■ **ACTIVITY**: From the passage below about AI incidents at companies, return word for word the part that opens with the words containing "- Both McDonald’s" and closes with "of water cups.".

■ **EXCERPT TO READ**:
Would you trust your AI chatbot to help you build customer trust, develop your restaurant’s next menu, or handle sensitive financial and healthcare information?
Key AI-related incidents that made headlines recently were largely due to AI hallucination, bias, and lack of adequate human oversight, leading to public embarrassment, damage to reputation and, in some cases, financial consequences:
- Deloitte’s hallucinatory government reports caused the consulting firm significant backlash and forced it to issue partial refunds to both the Australian and Canadian governments after submitting official reports that contained numerous AI-generated errors, including fake academic citations and non-existent quotes from public figures.
- Both McDonald’s and Taco Bell scrapped AI voice ordering pilots after viral social media videos showed the systems mistakenly adding hundreds of chicken nuggets to orders or being easily trolled by users who ordered absurd amounts of water cups.

■ **INFORMATION SUPPLIED**:

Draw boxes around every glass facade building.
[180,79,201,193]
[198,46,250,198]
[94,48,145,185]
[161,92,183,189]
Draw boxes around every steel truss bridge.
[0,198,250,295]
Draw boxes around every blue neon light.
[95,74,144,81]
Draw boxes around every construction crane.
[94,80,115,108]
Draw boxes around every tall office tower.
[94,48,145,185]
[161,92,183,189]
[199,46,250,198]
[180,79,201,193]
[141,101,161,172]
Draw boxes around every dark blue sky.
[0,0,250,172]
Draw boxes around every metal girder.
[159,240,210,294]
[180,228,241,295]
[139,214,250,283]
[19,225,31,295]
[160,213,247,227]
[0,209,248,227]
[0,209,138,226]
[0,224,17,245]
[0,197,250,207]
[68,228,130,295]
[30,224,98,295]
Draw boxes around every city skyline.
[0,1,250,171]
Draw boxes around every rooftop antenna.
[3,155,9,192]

■ **RESPONSE TO THE TASK**:
- Both McDonald’s and Taco Bell scrapped AI voice ordering pilots after viral social media videos showed the systems mistakenly adding hundreds of chicken nuggets to orders or being easily trolled by users who ordered absurd amounts of water cups.